[Rows from a pointing dataset]

>> Begin

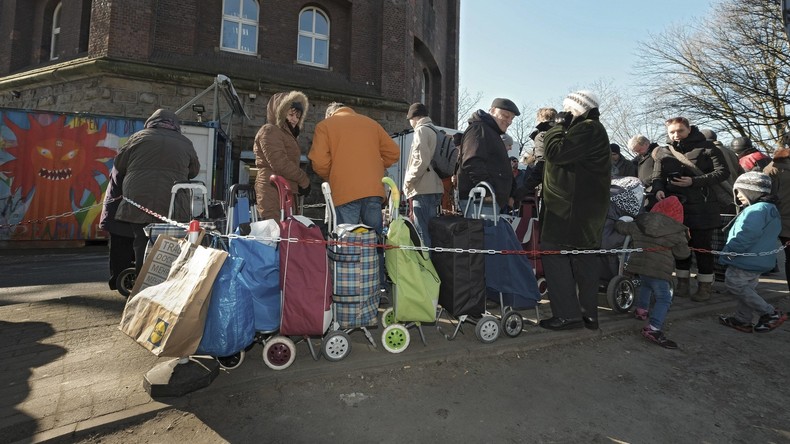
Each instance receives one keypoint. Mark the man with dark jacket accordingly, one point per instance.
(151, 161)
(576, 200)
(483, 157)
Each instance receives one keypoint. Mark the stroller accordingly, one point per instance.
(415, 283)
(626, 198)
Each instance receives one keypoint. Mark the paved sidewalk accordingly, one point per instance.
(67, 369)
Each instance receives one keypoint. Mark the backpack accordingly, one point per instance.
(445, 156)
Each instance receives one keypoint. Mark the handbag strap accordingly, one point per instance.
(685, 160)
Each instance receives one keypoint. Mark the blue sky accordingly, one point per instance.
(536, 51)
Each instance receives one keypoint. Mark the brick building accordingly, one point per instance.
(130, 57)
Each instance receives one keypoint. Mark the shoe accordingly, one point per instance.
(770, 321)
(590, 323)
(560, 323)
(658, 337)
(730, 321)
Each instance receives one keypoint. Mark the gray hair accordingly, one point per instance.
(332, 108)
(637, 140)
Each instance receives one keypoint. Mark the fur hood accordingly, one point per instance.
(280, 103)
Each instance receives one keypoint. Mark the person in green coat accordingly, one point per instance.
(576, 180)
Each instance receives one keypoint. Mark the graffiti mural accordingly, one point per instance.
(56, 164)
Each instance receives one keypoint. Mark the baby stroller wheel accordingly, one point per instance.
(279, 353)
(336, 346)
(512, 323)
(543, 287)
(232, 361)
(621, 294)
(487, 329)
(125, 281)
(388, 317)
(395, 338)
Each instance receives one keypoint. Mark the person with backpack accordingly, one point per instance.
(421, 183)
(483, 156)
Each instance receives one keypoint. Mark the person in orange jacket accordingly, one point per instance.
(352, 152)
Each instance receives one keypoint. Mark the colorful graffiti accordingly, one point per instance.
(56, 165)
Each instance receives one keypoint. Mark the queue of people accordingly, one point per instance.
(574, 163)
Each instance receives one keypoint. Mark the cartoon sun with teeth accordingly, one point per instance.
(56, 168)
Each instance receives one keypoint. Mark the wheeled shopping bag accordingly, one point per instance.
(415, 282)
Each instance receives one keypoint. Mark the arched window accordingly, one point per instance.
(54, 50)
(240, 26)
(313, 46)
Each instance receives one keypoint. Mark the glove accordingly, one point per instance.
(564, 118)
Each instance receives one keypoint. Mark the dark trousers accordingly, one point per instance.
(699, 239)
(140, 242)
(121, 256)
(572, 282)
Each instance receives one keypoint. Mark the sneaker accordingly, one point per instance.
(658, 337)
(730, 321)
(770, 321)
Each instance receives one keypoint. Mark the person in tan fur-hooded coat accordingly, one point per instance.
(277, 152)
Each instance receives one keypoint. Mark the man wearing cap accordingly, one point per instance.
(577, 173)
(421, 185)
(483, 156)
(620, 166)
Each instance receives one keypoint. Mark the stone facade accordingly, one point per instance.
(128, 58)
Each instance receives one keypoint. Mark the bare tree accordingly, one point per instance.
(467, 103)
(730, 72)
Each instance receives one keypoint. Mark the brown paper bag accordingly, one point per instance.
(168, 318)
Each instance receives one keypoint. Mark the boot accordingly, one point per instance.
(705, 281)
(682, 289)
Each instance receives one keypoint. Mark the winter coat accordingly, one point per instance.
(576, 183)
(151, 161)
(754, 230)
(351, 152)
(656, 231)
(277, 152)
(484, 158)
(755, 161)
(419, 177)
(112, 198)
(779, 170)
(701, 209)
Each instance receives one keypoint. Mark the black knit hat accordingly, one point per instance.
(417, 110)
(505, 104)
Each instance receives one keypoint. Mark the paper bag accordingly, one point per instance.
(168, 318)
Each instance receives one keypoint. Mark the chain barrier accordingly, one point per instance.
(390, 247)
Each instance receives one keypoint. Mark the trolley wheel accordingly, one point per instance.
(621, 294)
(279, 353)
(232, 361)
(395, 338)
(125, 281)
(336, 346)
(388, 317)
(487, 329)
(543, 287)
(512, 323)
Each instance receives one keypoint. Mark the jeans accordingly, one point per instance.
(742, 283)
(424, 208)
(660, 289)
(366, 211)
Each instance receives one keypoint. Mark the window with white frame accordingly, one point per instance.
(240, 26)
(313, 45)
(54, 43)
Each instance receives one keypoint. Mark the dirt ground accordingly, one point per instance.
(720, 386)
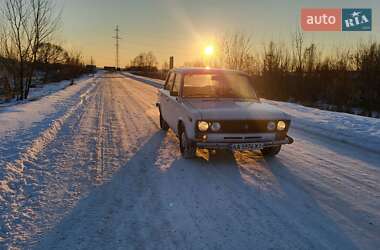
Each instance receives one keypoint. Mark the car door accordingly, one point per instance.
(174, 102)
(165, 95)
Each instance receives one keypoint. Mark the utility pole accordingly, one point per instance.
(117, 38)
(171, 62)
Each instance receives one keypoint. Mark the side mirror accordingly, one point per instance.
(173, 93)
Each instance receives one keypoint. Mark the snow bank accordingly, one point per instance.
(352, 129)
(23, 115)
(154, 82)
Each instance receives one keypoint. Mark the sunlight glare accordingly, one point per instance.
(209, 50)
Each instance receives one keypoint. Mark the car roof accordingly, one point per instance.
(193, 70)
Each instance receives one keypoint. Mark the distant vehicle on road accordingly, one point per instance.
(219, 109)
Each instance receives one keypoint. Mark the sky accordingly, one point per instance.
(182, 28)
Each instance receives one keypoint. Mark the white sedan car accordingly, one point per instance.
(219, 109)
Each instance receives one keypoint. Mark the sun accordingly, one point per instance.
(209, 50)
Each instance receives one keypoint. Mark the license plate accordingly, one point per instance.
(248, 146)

>> End

#### DIRECTIONS:
Quote all of the entries above word for word, omitting the pictures.

#### RESPONSE TO THE EXERCISE:
Each instance receives one keypoint. Mark the man with dark jacket accordingly, one point per instance.
(151, 161)
(576, 200)
(483, 157)
Each instance receives one keypoint. Mark the stroller accordingly, one point per instance.
(415, 283)
(626, 198)
Each instance receives one keypoint. Mark the paved sidewalk accordingly, one point per instance.
(67, 369)
Each instance receives one keypoint. Mark the backpack accordingly, one point per instance.
(445, 156)
Each instance receives one keypoint. Mark the handbag strap accordingly, one point per instance.
(685, 160)
Each instance receives one keypoint. Mark the blue sky accordingly, one point per instance.
(536, 51)
Each instance receives one keypoint. Mark the brick building accordingly, one point per instance.
(130, 57)
Each instance receives one keypoint. Mark the shoe accordingly, one point per instance.
(770, 321)
(590, 323)
(560, 323)
(658, 337)
(730, 321)
Each instance receives one keypoint. Mark the gray hair accordingly, one point per instance.
(332, 108)
(637, 140)
Each instance receives one keypoint. Mark the fur hood accordingly, one point per instance.
(280, 103)
Each instance receives one keypoint. Mark the person in green coat accordingly, one point per instance.
(576, 180)
Each instance receives one keypoint. Mark the graffiti mural accordingly, one point per instance.
(56, 164)
Each instance receives one keypoint. Mark the baby stroller wheel accordingly, one point per instance.
(279, 353)
(336, 346)
(512, 323)
(543, 287)
(232, 361)
(621, 294)
(487, 329)
(125, 281)
(388, 317)
(395, 338)
Each instance receives one keypoint. Mark the person with backpack accordingly, one point per instance.
(421, 183)
(483, 156)
Each instance receives one keypoint. Mark the person in orange jacket accordingly, one point per instance.
(352, 152)
Each instance receives one keypoint. Mark the colorful graffiti accordingly, one point per instance.
(56, 165)
Each instance receives one keypoint. Mark the queue of people accordingly, one point per instance.
(574, 163)
Each instance receives one keypoint. Mark the cartoon sun with teeth accordingly, one point per instance.
(56, 168)
Each instance receives one keypoint. Mark the wheeled shopping bag accordingly, one point per instance.
(415, 282)
Each instance receives one keypoint. Mark the arched window accordingly, one point per instance.
(54, 50)
(240, 26)
(313, 46)
Each instance receives one keypoint. Mark the glove accordingly, one point per instance.
(564, 118)
Each instance receives one keypoint. Mark the dark trousers accordingly, one point per instance.
(699, 239)
(140, 242)
(121, 256)
(572, 282)
Each instance receives one keypoint. Mark the sneaker accordingly, one point per instance.
(658, 337)
(730, 321)
(770, 321)
Each instance receives one keypoint. Mark the person in tan fur-hooded coat accordingly, one point per instance.
(277, 152)
Each instance receives one keypoint. Mark the man wearing cap accordingly, one point per instance.
(577, 173)
(421, 185)
(483, 156)
(620, 166)
Each instance receives one keypoint. Mark the stone facade accordingly, one point per instance.
(128, 58)
Each instance receives one keypoint. Mark the bare tree accordingly, one point per instance.
(467, 103)
(730, 72)
Each instance receives one keypoint. Mark the brown paper bag accordingly, one point per instance.
(168, 318)
Each instance receives one keypoint. Mark the boot accordingly, one point per instance.
(705, 281)
(682, 289)
Each instance receives one keypoint. Mark the winter coat accordingly, one point per instance.
(576, 183)
(151, 161)
(754, 230)
(351, 152)
(656, 231)
(277, 152)
(484, 158)
(755, 161)
(419, 177)
(112, 198)
(779, 170)
(701, 209)
Each instance receives one keypoint. Mark the black knit hat accordingly, one point per instance.
(417, 110)
(505, 104)
Each instance receives one keypoint. Mark the paper bag accordingly, one point per instance.
(168, 318)
Each instance receives one keypoint. Mark the chain barrier accordingly, one point per instance.
(390, 247)
Each instance receives one keypoint. Mark the trolley wheel accordingly, one point per instance.
(621, 294)
(279, 353)
(232, 361)
(395, 338)
(125, 281)
(336, 346)
(388, 317)
(487, 329)
(543, 287)
(512, 323)
Each instance receives one keypoint. Mark the jeans accordingly, one point per instance.
(742, 283)
(424, 208)
(660, 289)
(366, 211)
Each instance receives one keypoint. Mark the window with white frame accordingly, one point per instance.
(240, 26)
(313, 45)
(54, 43)
Each instance receives one keypoint. Mark the dirt ground accordingly, one point per instance.
(720, 386)
Each instance receives one keypoint. Mark the car door accordingly, one point per instance.
(174, 102)
(165, 95)
Each instance receives one keypoint. Mark the utility pole accordingly, one point per instance.
(117, 38)
(171, 62)
Each instance receives one keypoint. Mark the side mirror accordingly, one point per instance.
(173, 93)
Each instance receives one keypoint. Mark the snow bank accordingly, one point per instance.
(352, 129)
(23, 115)
(154, 82)
Each instance receives one keypoint. Mark the sunlight glare accordingly, one point per instance.
(209, 50)
Each instance receives one keypoint. Mark the car roof accordingly, one point per instance.
(193, 70)
Each instance receives one keypoint. Mark the distant vehicle on road accordingly, one point per instance.
(219, 109)
Each instance receives one keypoint. Mark the sky accordingly, one point per instance.
(182, 28)
Each instance receives one keypoint. Mark the white sedan car accordingly, one point per instance.
(219, 109)
Each instance receives one keypoint. Mark the sun accordingly, one point per instance.
(209, 50)
Each instance receives one keypoint. Mark the license plate accordingly, one point per instance.
(248, 146)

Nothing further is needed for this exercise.